Tuesday, November 15, 2011

Yes, Our Teeth and Ambitions are Bared!

For actors, preparation is the key to success. Whether you are preparing for the audition, callback, rehearsals, or show. It’s all about the process and finding character, relationships, themes etc. So if rehearsing is one of the most important aspects of our lives…why don’t people do it before an audition?!?!

So let’s start with monologue choice. It’s just about the hardest thing to do for an audition because there are so many plays, characters, and speeches that can be done. Let me tell you right now though, there are some things you should NEVER do! (And yes, I am saying all of these things because I have seen them done in an audition. Eves dropping may be punishable in middle school, but there are no teachers in the holding room!)
  1. Accents when one is not asked of you. A Russian “To Kill a Mockingbird”? I think not….
  2. No one cares about what your grandmother left you in her will, what you did four summers ago, or how you felt about your second grade boyfriend. I think we are all capable of telling stories. Please, try to “do” something to the person  on the other side of your monologue besides making them listen to a pointless story from a billion years ago.

**Request 1:** Identify every line in the entries below that contains the word "window", and copy each such line in full.

**Data shown:**
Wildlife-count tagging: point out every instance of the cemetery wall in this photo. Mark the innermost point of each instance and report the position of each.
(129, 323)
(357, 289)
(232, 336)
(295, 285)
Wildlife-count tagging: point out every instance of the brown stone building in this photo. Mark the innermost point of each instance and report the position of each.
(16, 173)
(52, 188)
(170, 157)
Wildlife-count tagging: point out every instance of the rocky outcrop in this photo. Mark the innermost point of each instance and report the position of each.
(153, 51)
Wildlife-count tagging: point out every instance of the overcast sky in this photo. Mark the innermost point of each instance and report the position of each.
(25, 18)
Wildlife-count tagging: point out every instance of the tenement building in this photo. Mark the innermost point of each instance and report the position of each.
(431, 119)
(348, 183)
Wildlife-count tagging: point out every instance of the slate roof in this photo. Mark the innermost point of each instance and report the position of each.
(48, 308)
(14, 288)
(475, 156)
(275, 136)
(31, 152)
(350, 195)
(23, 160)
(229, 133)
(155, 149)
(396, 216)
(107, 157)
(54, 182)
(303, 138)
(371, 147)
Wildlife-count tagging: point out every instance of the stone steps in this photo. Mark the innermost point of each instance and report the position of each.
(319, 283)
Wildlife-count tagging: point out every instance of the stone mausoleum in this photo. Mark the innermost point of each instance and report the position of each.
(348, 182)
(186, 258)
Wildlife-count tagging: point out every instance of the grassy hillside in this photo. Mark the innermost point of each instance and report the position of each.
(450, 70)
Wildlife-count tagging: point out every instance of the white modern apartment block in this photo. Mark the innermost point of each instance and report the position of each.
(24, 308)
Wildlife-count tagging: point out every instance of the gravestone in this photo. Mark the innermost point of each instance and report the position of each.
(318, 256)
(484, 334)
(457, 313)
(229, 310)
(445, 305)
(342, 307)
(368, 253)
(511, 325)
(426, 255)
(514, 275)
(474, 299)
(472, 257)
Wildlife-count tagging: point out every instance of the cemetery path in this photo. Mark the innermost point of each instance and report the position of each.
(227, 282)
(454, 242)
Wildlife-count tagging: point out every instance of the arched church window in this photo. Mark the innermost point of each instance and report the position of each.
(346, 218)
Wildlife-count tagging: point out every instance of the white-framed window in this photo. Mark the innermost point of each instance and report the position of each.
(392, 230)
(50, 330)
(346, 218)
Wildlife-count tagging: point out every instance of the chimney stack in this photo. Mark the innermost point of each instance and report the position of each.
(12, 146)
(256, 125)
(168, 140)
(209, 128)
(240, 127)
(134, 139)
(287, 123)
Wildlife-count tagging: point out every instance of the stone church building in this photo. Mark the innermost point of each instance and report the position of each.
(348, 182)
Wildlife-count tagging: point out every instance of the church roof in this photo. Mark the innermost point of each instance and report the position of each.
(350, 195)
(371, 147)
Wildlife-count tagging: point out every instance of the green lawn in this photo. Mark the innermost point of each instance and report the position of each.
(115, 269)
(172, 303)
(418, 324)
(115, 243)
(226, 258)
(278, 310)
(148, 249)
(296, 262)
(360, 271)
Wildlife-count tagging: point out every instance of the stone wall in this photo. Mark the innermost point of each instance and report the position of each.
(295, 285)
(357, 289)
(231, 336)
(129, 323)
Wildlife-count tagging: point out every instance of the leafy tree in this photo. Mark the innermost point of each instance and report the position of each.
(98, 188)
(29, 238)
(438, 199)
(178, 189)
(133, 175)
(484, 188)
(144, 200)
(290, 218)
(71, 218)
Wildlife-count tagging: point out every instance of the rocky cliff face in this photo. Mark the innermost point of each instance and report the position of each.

...

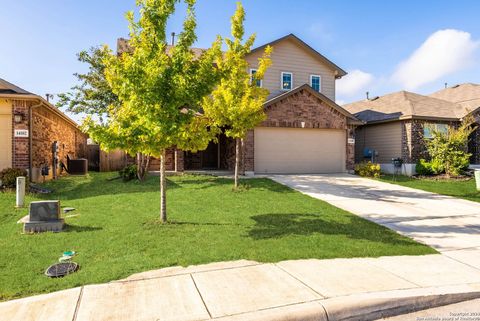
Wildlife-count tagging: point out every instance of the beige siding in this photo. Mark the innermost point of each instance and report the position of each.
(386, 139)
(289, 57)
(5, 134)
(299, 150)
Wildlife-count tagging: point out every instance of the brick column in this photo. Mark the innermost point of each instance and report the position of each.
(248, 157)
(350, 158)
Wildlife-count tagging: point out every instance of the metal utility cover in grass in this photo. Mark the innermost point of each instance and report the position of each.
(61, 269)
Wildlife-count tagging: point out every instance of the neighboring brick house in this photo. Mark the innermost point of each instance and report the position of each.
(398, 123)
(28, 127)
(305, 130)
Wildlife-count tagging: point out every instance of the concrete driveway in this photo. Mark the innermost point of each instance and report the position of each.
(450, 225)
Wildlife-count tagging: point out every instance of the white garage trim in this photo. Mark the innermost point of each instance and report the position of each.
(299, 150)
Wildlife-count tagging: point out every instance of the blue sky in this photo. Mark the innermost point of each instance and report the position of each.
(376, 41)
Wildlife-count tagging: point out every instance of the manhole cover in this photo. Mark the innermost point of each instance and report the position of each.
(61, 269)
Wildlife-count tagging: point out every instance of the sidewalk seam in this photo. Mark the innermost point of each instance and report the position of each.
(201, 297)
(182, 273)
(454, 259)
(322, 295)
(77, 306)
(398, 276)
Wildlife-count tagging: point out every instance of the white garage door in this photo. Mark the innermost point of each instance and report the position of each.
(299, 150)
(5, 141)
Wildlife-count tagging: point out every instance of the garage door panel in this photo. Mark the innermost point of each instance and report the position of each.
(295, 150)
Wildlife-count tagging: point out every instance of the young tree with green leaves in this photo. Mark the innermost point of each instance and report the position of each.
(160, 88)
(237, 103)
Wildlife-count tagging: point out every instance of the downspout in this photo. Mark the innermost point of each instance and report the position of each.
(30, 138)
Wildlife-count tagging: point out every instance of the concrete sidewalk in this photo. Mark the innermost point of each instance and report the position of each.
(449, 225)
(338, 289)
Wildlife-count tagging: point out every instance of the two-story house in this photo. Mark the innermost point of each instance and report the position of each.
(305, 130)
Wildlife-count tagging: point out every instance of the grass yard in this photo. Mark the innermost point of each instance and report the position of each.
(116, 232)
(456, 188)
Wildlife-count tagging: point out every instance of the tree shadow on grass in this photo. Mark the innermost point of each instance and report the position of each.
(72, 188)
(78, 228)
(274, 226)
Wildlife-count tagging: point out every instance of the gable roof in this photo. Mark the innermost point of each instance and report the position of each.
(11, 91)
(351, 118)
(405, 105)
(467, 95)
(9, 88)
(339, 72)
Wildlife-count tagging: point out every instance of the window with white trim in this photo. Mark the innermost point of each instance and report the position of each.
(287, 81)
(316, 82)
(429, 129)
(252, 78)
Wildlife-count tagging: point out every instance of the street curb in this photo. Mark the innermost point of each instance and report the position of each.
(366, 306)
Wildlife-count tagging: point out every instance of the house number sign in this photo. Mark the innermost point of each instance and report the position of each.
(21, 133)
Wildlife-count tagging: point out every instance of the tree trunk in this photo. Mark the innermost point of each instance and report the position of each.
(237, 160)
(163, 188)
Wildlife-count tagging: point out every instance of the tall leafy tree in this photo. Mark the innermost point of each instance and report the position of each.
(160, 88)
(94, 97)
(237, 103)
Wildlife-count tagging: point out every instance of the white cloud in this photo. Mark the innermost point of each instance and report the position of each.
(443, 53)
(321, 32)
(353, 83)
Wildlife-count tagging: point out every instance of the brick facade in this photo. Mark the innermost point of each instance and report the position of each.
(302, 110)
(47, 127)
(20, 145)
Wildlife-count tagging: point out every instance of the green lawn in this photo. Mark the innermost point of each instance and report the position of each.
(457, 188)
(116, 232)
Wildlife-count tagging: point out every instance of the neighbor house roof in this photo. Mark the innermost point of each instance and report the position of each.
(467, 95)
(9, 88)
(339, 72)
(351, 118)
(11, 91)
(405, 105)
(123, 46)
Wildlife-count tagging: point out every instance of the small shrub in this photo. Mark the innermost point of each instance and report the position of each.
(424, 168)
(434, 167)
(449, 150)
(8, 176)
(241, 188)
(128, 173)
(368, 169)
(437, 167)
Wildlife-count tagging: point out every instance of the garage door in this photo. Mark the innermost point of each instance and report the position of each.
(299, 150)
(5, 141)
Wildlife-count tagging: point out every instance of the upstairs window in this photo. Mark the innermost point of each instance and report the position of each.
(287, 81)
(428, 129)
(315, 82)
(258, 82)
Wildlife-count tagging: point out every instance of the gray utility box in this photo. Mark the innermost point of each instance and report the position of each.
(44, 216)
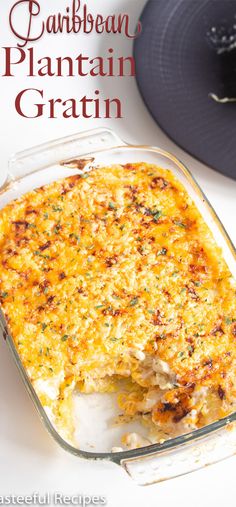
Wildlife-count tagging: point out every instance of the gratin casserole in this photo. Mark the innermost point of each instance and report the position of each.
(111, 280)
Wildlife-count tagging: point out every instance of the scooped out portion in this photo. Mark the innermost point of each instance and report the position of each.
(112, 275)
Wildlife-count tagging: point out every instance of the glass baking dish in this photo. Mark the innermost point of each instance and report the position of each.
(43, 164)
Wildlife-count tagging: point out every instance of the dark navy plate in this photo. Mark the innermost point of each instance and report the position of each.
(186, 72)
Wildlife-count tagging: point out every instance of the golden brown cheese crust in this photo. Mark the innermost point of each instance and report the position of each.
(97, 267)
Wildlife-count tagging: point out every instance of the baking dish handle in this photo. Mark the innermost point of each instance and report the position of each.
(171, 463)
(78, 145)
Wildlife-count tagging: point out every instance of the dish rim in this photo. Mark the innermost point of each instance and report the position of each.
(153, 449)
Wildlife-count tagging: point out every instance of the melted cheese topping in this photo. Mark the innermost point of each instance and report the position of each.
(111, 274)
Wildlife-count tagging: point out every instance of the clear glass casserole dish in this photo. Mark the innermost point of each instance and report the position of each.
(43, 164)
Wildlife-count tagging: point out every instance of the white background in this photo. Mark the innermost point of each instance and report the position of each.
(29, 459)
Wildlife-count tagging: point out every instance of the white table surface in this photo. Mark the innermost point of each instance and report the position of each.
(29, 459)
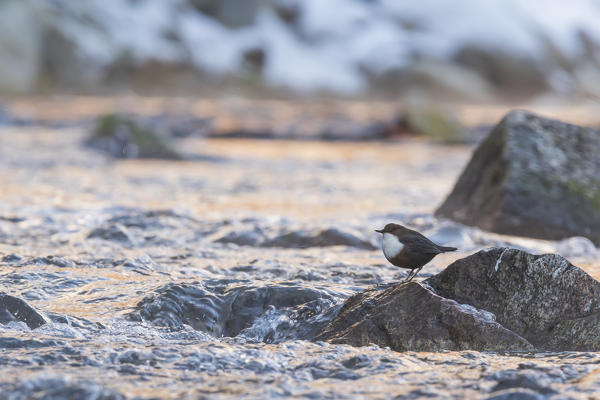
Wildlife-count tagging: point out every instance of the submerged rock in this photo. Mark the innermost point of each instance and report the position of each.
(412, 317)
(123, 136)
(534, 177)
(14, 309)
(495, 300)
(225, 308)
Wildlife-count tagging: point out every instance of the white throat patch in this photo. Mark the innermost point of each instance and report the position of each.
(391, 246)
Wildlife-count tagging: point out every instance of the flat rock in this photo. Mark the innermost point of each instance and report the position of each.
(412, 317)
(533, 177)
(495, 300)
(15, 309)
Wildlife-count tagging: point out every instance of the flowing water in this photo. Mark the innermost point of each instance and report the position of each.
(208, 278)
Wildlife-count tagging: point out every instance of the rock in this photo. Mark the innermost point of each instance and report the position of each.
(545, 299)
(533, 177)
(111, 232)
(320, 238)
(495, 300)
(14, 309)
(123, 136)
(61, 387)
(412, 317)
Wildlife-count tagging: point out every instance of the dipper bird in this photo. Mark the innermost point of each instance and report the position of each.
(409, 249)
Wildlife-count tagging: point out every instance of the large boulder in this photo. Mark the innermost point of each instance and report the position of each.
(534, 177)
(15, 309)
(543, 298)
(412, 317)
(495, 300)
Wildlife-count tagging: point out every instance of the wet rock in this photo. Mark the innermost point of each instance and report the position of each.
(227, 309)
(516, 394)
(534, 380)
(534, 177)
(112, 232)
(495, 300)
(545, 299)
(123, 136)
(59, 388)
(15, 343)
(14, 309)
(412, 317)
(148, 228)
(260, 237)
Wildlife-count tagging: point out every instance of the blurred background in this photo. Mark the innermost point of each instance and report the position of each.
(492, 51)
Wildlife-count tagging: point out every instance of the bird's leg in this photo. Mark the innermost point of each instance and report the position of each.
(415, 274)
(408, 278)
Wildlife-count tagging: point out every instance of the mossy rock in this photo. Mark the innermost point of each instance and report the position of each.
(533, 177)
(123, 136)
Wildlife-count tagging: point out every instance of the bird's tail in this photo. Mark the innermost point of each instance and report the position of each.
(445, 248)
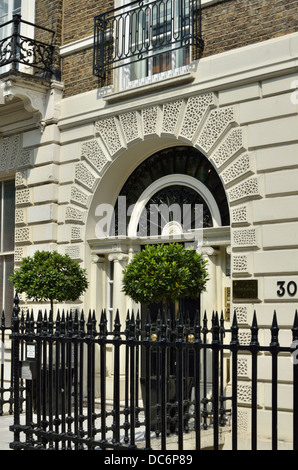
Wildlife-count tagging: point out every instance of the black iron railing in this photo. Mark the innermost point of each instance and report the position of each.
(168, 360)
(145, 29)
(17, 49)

**Request 2:** Reproduce verbatim the passage of the audition blog post above, starting at "So let’s start" and ending at "billion years ago.".

**Result 1:**
Wildlife-count tagging: point out every instance of the arched church window in this photo. Mark the innermost point of each instance and report the position of each.
Wildlife-count tagging: point out every instance of the white-framed window in this photo. Mark the innermost point of each instance and report the position of each.
Wildlife-count tagging: point out every instance of the window with white trim in this photo. Mark the innermost point of each instance and report the position of each.
Wildlife-count tagging: point out every instance of the upstairs window in this photo. Mark the innermost point of each instance and report the position of each.

**Result 2:**
So let’s start with monologue choice. It’s just about the hardest thing to do for an audition because there are so many plays, characters, and speeches that can be done. Let me tell you right now though, there are some things you should NEVER do! (And yes, I am saying all of these things because I have seen them done in an audition. Eves dropping may be punishable in middle school, but there are no teachers in the holding room!)
  1. Accents when one is not asked of you. A Russian “To Kill a Mockingbird”? I think not….
  2. No one cares about what your grandmother left you in her will, what you did four summers ago, or how you felt about your second grade boyfriend. I think we are all capable of telling stories. Please, try to “do” something to the person  on the other side of your monologue besides making them listen to a pointless story from a billion years ago.